# [PROVIDED DATA]

+ + +

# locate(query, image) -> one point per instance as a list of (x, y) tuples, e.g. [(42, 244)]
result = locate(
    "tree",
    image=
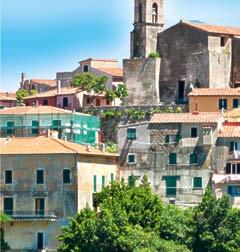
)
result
[(216, 225), (127, 220), (3, 219), (96, 86)]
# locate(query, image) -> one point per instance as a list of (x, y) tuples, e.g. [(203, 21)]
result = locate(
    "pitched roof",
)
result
[(52, 93), (112, 71), (215, 92), (224, 30), (33, 110), (230, 132), (44, 82), (196, 117), (37, 146)]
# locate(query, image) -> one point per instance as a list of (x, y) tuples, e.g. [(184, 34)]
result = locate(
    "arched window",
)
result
[(65, 102), (140, 13), (85, 68), (155, 13)]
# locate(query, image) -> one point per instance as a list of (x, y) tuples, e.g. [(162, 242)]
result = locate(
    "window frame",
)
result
[(70, 176), (8, 183), (38, 170)]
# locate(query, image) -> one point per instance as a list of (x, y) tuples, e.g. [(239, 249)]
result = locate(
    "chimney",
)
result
[(58, 87), (23, 77)]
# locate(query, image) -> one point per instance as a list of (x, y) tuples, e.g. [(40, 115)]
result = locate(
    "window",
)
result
[(234, 191), (232, 168), (140, 11), (45, 102), (103, 182), (40, 176), (173, 139), (8, 205), (131, 134), (112, 178), (154, 13), (35, 127), (171, 186), (66, 176), (8, 177), (85, 68), (40, 241), (56, 124), (10, 128), (222, 103), (131, 158), (193, 159), (95, 183), (235, 103), (194, 132), (172, 158), (197, 182), (39, 206)]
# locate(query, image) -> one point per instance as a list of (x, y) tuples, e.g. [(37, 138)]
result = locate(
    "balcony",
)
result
[(32, 215)]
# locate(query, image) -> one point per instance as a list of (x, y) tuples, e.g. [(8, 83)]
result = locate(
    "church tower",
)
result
[(148, 22)]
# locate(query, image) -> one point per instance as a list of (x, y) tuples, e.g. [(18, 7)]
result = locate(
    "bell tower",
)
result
[(148, 22)]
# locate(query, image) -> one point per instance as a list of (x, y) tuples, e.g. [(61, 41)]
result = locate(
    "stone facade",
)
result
[(61, 200), (141, 76)]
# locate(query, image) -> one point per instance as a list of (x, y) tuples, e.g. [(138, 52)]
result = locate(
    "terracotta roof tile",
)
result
[(225, 30), (51, 83), (215, 92), (196, 117), (230, 132), (37, 146), (112, 71), (33, 110)]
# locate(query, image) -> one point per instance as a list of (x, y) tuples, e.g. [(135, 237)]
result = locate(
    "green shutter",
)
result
[(172, 158), (197, 182), (171, 186), (95, 183), (103, 182), (112, 178)]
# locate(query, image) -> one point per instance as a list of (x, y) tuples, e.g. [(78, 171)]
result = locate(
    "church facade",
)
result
[(192, 55)]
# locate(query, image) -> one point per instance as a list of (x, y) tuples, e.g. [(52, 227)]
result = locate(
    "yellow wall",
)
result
[(209, 103)]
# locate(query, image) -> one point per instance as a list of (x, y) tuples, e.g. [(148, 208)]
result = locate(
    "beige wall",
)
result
[(209, 103)]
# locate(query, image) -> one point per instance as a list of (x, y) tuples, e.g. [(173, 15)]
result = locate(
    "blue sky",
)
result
[(41, 37)]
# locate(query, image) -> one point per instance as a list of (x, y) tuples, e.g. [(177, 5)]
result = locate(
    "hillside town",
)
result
[(171, 113)]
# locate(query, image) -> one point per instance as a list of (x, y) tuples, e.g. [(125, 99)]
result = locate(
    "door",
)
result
[(171, 186), (181, 90), (39, 241), (39, 206), (8, 206)]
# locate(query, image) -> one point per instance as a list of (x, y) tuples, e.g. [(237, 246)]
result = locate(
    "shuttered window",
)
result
[(197, 182)]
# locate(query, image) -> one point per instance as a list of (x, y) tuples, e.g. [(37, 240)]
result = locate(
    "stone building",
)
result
[(179, 153), (45, 181), (98, 67), (192, 54), (40, 120), (214, 100)]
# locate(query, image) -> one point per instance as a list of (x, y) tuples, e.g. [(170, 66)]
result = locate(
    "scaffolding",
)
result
[(75, 127)]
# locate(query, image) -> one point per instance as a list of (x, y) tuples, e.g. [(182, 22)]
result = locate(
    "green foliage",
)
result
[(91, 83), (20, 94), (154, 55), (216, 225), (111, 147)]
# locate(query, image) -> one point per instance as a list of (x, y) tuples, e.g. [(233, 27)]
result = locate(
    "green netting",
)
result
[(80, 128)]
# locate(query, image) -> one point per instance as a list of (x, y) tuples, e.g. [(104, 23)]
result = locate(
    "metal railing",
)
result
[(32, 215)]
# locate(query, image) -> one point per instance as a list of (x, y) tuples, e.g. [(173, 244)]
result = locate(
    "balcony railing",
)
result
[(32, 215)]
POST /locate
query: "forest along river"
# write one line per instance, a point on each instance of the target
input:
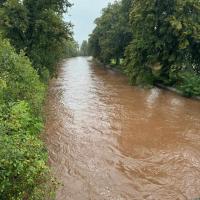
(111, 141)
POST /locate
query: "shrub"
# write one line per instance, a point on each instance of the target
(24, 171)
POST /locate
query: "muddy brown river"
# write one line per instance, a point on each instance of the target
(111, 141)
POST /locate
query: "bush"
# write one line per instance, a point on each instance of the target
(23, 159)
(189, 84)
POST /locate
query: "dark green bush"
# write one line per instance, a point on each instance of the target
(24, 171)
(189, 84)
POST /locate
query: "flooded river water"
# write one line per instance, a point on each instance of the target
(111, 141)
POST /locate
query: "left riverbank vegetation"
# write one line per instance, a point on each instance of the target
(33, 38)
(154, 42)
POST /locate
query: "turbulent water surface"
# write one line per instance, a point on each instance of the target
(110, 141)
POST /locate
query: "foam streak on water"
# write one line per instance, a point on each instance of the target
(110, 141)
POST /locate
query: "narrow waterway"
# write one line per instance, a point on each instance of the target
(111, 141)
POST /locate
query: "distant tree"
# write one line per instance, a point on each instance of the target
(165, 40)
(112, 33)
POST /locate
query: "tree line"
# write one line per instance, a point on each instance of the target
(154, 42)
(33, 38)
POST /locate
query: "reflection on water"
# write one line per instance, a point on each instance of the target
(110, 141)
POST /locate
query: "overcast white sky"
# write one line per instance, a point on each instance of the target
(83, 14)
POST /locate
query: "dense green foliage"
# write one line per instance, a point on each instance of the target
(112, 33)
(23, 168)
(84, 49)
(161, 41)
(39, 39)
(37, 28)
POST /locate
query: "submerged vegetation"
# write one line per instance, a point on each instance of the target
(33, 38)
(159, 42)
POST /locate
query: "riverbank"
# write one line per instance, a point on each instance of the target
(109, 140)
(119, 69)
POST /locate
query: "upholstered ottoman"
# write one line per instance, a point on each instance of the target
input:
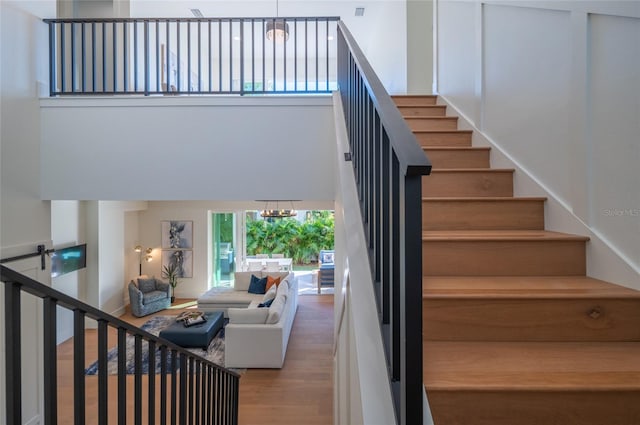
(199, 335)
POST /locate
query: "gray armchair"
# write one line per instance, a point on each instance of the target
(148, 295)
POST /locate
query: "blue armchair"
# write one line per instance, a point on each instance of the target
(148, 295)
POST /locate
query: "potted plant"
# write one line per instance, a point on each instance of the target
(170, 272)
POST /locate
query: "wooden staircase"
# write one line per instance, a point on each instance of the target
(514, 332)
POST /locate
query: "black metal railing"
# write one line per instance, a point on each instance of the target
(192, 55)
(188, 390)
(388, 165)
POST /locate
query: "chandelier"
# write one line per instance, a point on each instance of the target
(277, 212)
(277, 29)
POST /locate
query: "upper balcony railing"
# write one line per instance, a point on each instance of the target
(147, 56)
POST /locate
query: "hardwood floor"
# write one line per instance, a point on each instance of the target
(300, 392)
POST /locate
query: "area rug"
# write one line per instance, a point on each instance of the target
(214, 353)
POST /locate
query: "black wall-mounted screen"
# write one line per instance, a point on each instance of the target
(66, 260)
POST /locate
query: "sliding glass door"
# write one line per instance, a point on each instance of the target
(223, 248)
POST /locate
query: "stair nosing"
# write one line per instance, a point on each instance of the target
(457, 148)
(494, 235)
(484, 199)
(442, 131)
(430, 117)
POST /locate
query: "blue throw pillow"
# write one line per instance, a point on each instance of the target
(147, 285)
(266, 303)
(257, 285)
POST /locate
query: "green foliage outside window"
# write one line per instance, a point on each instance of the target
(301, 241)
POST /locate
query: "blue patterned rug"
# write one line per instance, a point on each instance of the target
(214, 353)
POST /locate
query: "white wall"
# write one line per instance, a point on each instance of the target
(68, 228)
(554, 88)
(187, 148)
(149, 235)
(109, 248)
(24, 219)
(419, 46)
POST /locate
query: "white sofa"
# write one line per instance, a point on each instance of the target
(255, 337)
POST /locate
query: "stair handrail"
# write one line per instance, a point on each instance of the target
(388, 167)
(202, 373)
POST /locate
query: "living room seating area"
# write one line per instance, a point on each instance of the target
(148, 295)
(260, 319)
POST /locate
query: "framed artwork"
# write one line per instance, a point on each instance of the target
(181, 258)
(177, 234)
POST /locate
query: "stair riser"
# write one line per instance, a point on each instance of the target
(423, 111)
(483, 215)
(453, 139)
(455, 319)
(535, 407)
(436, 123)
(488, 183)
(458, 158)
(414, 100)
(503, 258)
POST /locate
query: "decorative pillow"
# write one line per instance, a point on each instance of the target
(272, 281)
(247, 316)
(276, 309)
(257, 285)
(270, 294)
(147, 285)
(266, 303)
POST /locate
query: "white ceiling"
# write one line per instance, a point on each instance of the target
(374, 14)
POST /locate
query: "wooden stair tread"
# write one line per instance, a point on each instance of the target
(431, 117)
(456, 148)
(498, 235)
(422, 105)
(443, 131)
(414, 96)
(522, 287)
(481, 198)
(531, 366)
(472, 170)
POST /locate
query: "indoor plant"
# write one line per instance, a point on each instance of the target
(170, 272)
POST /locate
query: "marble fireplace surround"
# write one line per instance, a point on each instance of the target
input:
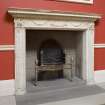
(53, 20)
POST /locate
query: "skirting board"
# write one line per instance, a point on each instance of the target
(7, 87)
(99, 76)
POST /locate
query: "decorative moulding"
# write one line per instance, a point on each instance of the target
(7, 47)
(79, 1)
(55, 15)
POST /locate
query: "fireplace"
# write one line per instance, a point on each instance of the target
(54, 20)
(50, 54)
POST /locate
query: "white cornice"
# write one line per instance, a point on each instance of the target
(46, 14)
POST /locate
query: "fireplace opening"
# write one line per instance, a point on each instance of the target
(50, 54)
(51, 48)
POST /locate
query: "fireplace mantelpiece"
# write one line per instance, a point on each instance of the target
(53, 20)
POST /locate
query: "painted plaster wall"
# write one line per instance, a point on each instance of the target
(7, 28)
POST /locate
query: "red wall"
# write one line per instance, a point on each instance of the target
(7, 31)
(6, 65)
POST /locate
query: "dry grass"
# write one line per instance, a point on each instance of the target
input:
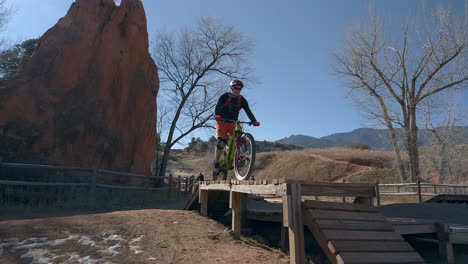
(379, 159)
(298, 165)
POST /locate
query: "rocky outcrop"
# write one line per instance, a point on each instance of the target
(87, 95)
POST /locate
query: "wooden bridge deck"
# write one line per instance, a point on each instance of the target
(347, 232)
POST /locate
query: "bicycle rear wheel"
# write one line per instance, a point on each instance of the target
(244, 159)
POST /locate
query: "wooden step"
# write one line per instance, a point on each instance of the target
(369, 246)
(354, 225)
(361, 235)
(344, 215)
(379, 258)
(332, 206)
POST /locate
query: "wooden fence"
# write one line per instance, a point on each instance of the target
(418, 189)
(93, 179)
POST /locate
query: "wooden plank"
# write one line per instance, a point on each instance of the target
(236, 203)
(369, 246)
(354, 225)
(215, 187)
(415, 229)
(381, 258)
(445, 245)
(287, 214)
(342, 215)
(459, 238)
(203, 199)
(361, 235)
(260, 189)
(277, 218)
(333, 206)
(294, 221)
(327, 183)
(320, 238)
(338, 190)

+ + +

# [TASK TO COMPLETE]
Throughout the material above, find every line holding "plant" and copy it.

# [ANSWER BELOW]
query: "potted plant"
query: "indoor plant"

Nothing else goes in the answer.